Problem to solve: Tally the lines in the material below that contain the string "forearm", treating uppercase and lowercase as different, and give only the number.

Supplied records:
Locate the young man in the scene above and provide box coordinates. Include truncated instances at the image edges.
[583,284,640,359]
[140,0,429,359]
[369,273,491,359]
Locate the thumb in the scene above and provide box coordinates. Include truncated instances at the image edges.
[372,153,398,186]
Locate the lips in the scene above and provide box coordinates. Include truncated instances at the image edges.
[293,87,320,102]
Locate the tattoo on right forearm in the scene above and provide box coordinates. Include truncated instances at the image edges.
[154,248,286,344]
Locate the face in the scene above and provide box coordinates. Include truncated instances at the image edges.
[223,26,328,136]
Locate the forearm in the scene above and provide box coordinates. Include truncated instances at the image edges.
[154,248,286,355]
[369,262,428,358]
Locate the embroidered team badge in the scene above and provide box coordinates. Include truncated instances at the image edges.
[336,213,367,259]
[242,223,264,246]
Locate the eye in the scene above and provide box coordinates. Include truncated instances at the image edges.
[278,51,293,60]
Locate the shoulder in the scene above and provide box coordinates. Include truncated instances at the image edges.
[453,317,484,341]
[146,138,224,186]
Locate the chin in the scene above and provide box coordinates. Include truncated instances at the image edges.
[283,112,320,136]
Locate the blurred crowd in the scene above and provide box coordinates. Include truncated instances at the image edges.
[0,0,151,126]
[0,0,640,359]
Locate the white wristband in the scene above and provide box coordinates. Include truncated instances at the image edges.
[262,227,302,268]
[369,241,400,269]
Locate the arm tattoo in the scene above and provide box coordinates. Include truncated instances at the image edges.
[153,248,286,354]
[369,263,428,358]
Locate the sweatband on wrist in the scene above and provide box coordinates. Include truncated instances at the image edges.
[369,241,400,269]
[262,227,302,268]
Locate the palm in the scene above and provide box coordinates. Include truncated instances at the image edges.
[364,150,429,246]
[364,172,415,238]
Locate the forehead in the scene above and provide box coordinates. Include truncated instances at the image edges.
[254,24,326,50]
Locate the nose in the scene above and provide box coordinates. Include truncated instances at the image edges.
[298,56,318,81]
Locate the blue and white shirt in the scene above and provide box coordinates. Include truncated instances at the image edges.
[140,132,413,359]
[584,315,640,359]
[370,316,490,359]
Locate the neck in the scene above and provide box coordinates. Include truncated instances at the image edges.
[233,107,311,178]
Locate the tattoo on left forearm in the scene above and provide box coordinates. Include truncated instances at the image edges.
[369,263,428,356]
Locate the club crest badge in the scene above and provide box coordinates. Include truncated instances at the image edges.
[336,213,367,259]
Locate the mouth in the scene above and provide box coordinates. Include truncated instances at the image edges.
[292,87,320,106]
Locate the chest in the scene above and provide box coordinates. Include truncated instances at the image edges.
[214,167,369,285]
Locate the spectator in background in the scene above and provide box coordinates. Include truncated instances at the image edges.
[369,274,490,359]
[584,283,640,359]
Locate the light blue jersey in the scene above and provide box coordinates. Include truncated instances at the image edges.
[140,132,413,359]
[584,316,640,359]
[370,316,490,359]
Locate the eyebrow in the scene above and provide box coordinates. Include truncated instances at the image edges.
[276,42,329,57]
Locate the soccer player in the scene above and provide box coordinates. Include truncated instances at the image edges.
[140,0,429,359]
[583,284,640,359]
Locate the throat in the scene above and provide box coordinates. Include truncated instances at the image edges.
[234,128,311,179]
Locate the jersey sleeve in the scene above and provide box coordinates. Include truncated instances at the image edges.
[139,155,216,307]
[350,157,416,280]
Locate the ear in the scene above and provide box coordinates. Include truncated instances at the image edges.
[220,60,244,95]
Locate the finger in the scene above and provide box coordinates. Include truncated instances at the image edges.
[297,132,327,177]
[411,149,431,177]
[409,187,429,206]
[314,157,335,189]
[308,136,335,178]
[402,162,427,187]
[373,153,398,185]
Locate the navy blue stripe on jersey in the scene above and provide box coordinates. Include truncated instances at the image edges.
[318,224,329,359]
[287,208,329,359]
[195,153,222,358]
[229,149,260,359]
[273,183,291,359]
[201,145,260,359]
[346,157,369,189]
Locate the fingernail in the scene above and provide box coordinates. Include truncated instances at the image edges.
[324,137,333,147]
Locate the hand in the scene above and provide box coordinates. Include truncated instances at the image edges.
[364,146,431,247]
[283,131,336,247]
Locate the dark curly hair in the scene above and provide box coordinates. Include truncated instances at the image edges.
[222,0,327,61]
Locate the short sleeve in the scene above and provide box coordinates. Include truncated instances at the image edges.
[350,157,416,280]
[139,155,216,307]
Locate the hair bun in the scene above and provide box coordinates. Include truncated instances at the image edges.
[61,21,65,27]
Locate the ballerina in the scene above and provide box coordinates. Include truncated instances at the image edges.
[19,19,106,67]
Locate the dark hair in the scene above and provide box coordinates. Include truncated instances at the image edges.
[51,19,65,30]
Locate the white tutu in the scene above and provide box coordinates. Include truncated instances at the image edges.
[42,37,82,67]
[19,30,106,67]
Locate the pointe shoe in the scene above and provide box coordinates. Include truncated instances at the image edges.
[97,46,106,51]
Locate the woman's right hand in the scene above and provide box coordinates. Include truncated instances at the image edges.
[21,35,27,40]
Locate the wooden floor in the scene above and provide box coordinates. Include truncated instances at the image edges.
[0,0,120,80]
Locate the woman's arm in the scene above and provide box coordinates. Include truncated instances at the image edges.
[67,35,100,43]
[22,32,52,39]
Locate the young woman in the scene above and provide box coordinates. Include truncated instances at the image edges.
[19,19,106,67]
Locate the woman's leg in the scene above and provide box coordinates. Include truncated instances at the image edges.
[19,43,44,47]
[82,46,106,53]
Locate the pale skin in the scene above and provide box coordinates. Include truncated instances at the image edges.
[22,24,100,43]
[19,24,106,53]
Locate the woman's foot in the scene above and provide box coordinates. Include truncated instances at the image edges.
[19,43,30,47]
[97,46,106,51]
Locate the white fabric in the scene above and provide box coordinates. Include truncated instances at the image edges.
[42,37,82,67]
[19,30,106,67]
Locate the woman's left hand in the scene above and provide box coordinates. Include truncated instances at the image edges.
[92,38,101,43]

Output of the task: 3